## WRITTEN TASK 1
According to the concurrent testing article below, when did research on program concurrency begin?
## WRITTEN TASK 2
Reproduce the stretch of the concurrent testing article from "- Reachability testing" through "static analysis tools.".
## WRITTEN TASK 3
Name every approach to testing program or software concurrency that the concurrent testing article lists.

## SELECTION
= Concurrent testing =

Research and literature on concurrency testing and concurrent testing typically focuses on testing software and systems that use concurrent computing. The purpose is, as with most software testing, to understand the behaviour and performance of a software system that uses concurrent computing, particularly assessing the stability of a system or application during normal activity.

Research and study of program concurrency started in the 1950s, with research and study of testing program concurrency appearing in the 1960s. Examples of problems that concurrency testing might expose are incorrect shared memory access and unexpected order sequence of message or thread execution. Resource contention resolution, scheduling, deadlock avoidance, priority inversion and race conditions are also highlighted.

== Selected history & approaches of testing concurrency ==

Approaches to concurrency testing may be on a limited unit test level right up to system test level.

Some approaches to research and application of testing program/software concurrency have been:

- Execute a test once.
This was considered to be ineffective for testing concurrency in a non-deterministic system and was equivalent to the testing of a sequential non-concurrent program on a system
- Execution of the same test sequence multiple times.
Considered likely to find some issues in non-deterministic software execution.
This later became called non-deterministic testing.
- Deterministic testing.
This is an approach to set the system into a particular state so that code can be executed in a known order.
- Reachability testing
An attempt to test synchronisation sequence combinations for a specified input (shared variable access not being corrupted, effectively testing race conditions variables). The sequence is typically derived for non-deterministic test execution.
- Structural Approaches / Static Analysis
Analysis of code structure and static analysis tools.

## EXTRACTED MATERIAL
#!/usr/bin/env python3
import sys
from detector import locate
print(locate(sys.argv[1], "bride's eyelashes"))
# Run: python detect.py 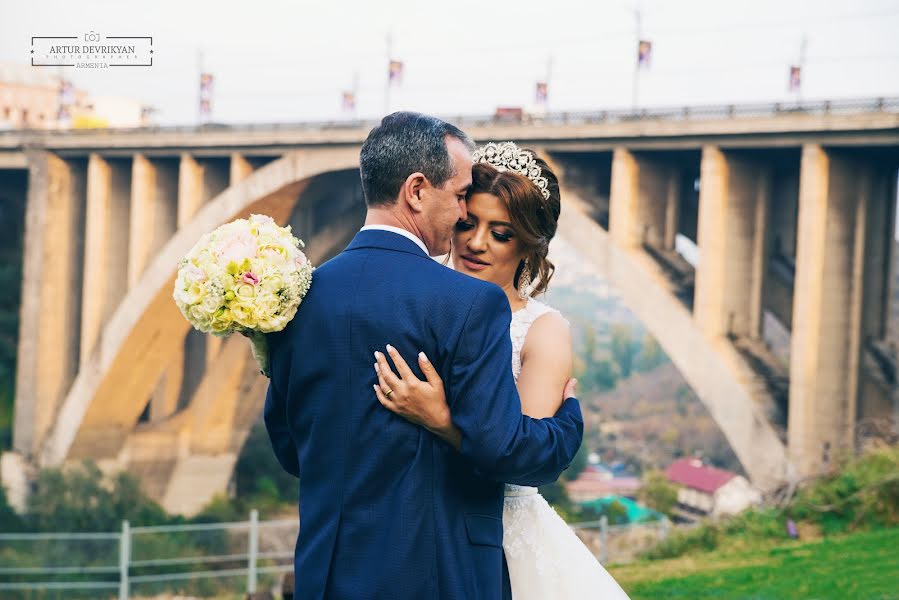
[456,221,513,244]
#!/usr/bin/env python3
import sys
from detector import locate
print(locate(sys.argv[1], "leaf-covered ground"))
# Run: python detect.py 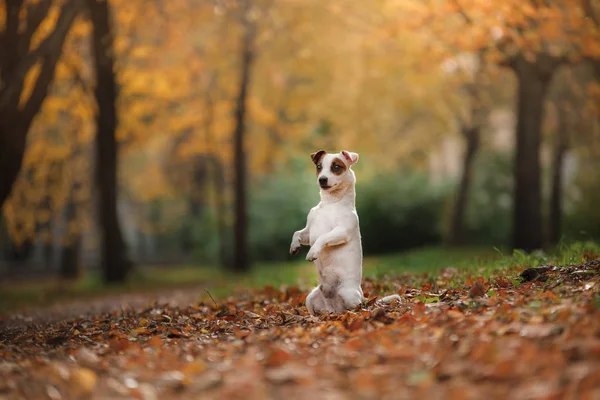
[0,254,600,400]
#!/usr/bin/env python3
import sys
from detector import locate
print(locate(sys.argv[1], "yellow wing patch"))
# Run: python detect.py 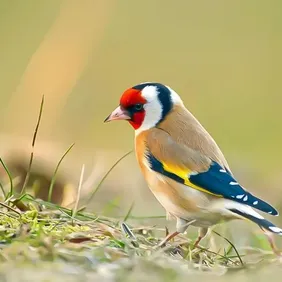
[162,162,222,197]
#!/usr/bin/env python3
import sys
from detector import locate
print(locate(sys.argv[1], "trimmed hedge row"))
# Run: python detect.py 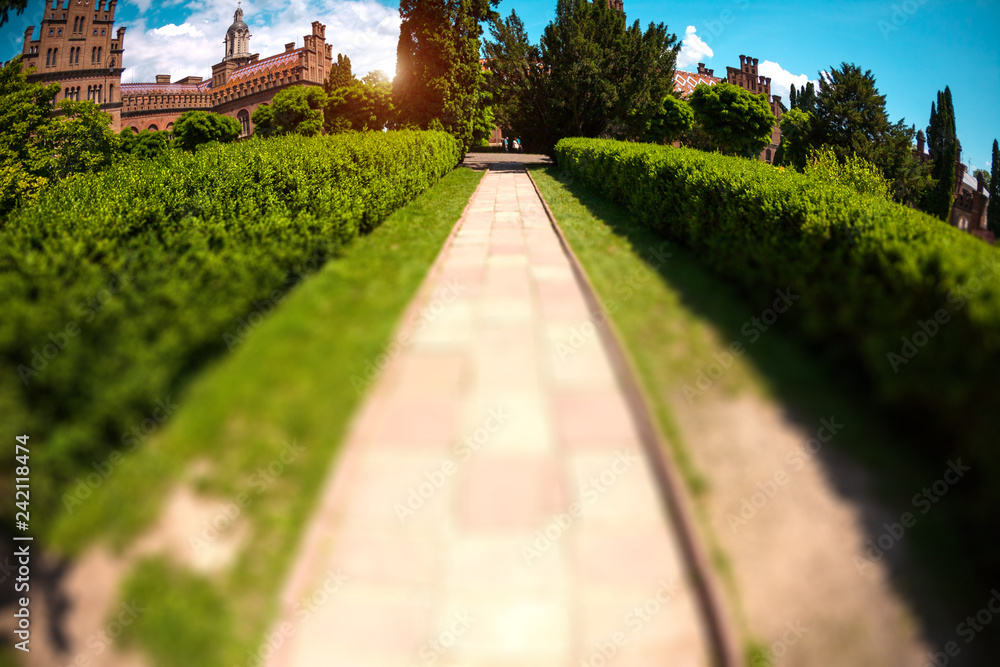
[555,139,1000,488]
[0,132,460,523]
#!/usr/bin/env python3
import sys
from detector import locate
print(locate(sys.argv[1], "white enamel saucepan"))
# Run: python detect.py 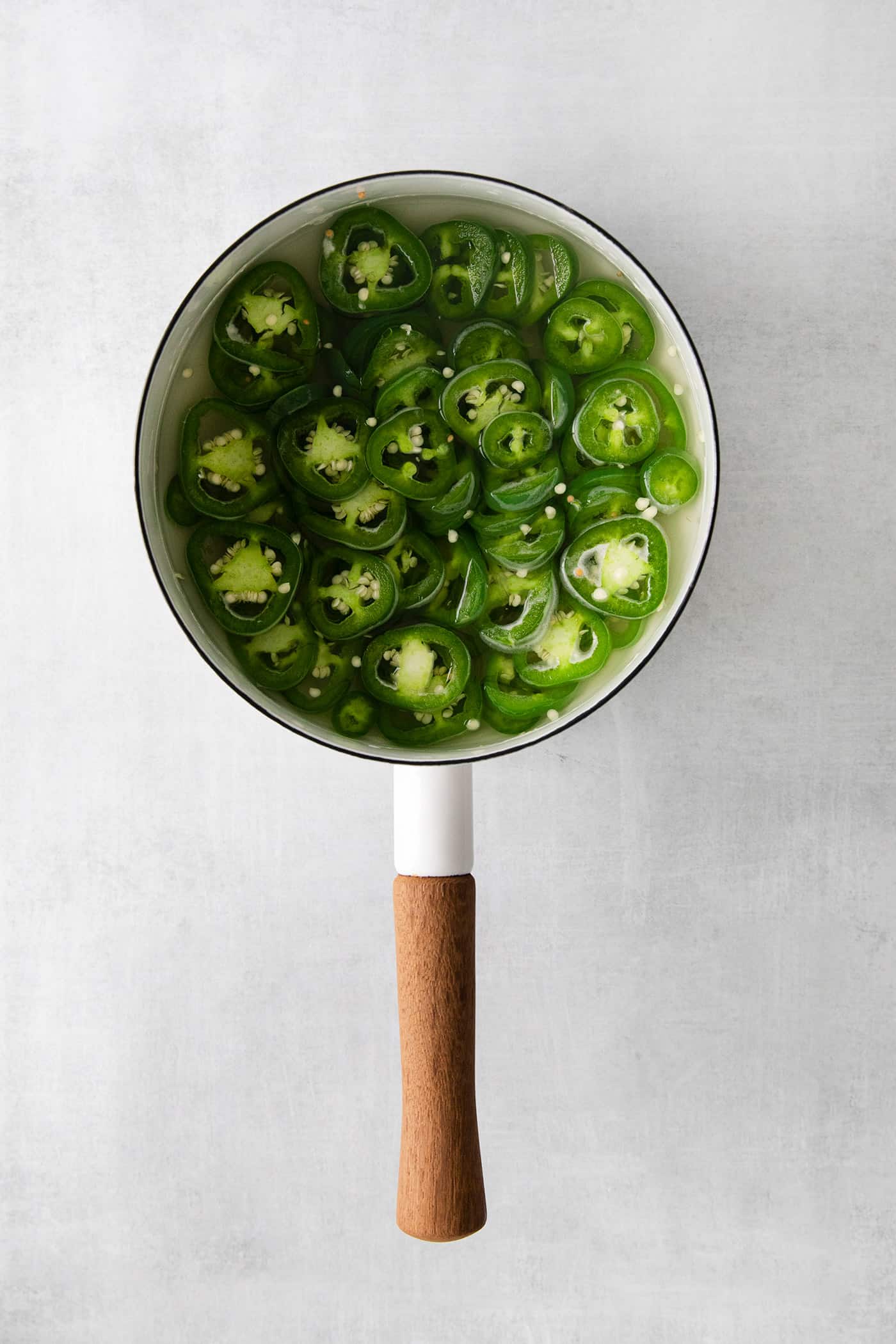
[136,172,717,1240]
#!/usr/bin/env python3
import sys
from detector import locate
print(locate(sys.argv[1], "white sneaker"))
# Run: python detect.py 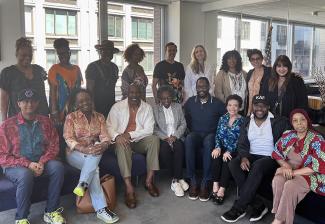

## SOLUTION 1
In the 1950s.

## SOLUTION 2
- Reachability testing
An attempt to test synchronisation sequence combinations for a specified input (shared variable access not being corrupted, effectively testing race conditions variables). The sequence is typically derived for non-deterministic test execution.
- Structural Approaches / Static Analysis
Analysis of code structure and static analysis tools.

## SOLUTION 3
- Executing a test once
- Executing the same test sequence multiple times (later called non-deterministic testing)
- Deterministic testing
- Reachability testing
- Structural approaches / static analysis